╭─ Supplied passage

Urban Jürgensen is one of watchmaking's most revered names. QP examines where the brand has been and its groundbreaking development of escapement technology in 2011.
The horological history of Urban Jürgensen begins with Jørgen Jørgensen (1748-1811) in Copenhagen. Jürgen Jürgensen, as Jørgensen later changed his name to, spent time between 1766 and 1772 in Le Locle with Jacques- Frédéric Houriet - a watchmaker that enjoyed one of the best reputations of his day. The two forged a lasting relationship and Jürgensen stayed and worked with Houriet from 1768 to 1775, after which he returned to Denmark and opened a shop, originally importing English, French and Swiss timepieces and acting as the official Scandinavian importer for the Courvoisier & Houriet company.
As was so often the way in the 18th century, son followed father, and Jürgen's son Urban (1776-1830), also became a watchmaker. And it was Urban and his son Jules, who were destined to become the most famous horologists of the family, thanks to reputations chiefly resting on the groundwork that Urban did as a theoretical watchmaker, as well as his success with marine chronometers and the odd pendulum clock. He founded his eponymous company in Denmark in 1811, where his main specialty was the manufacture of chronometers for astronomical and navigational use. He later became the royal clockmaker to the court of King Frederick VI of Denmark.

╰─

Task instructions → In the Urban Jürgensen history, which king's court did Urban Jürgensen serve as royal clockmaker?

╭─ Data provided

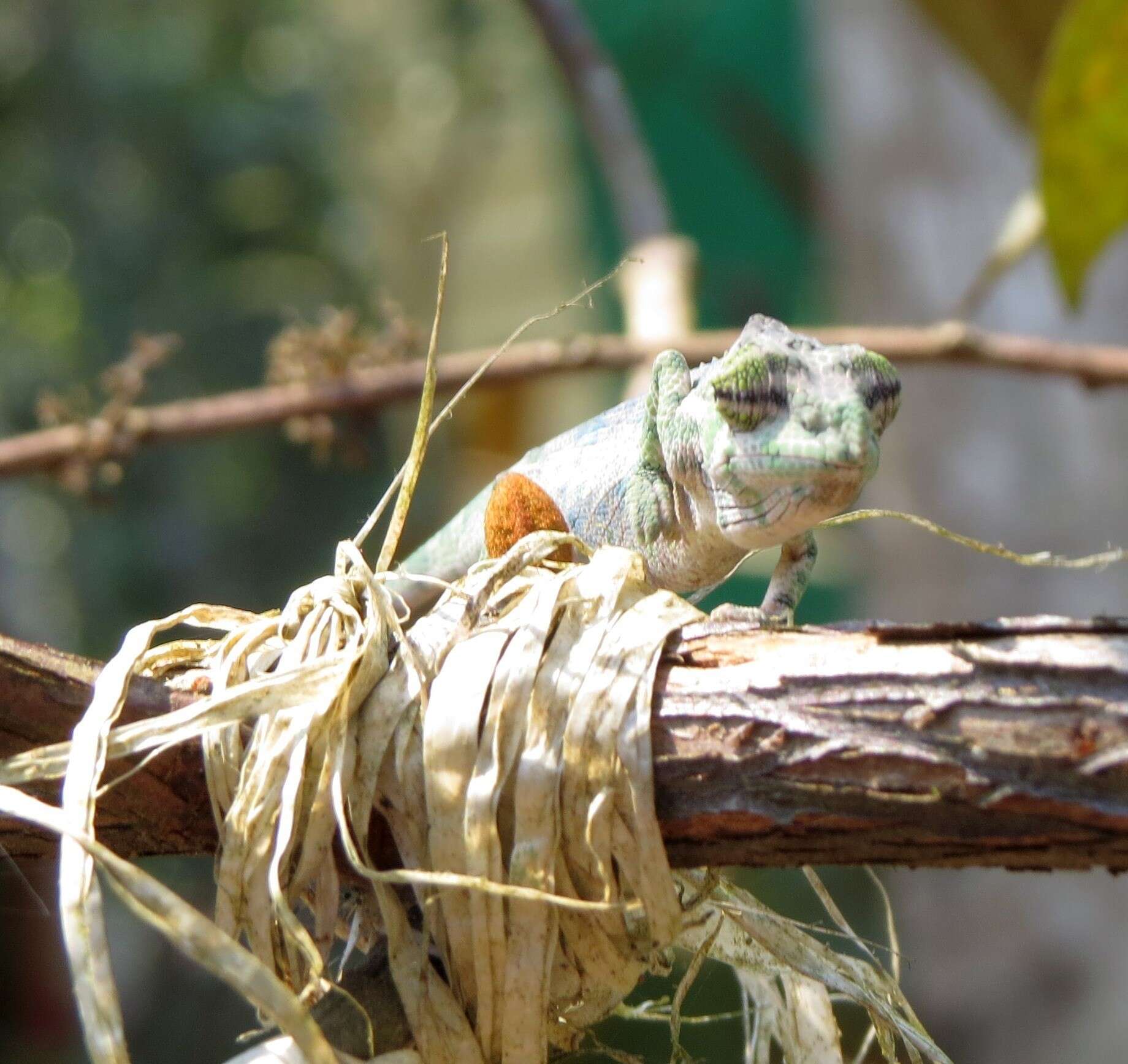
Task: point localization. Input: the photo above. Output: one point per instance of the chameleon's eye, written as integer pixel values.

╰─

The solution → King Frederick VI of Denmark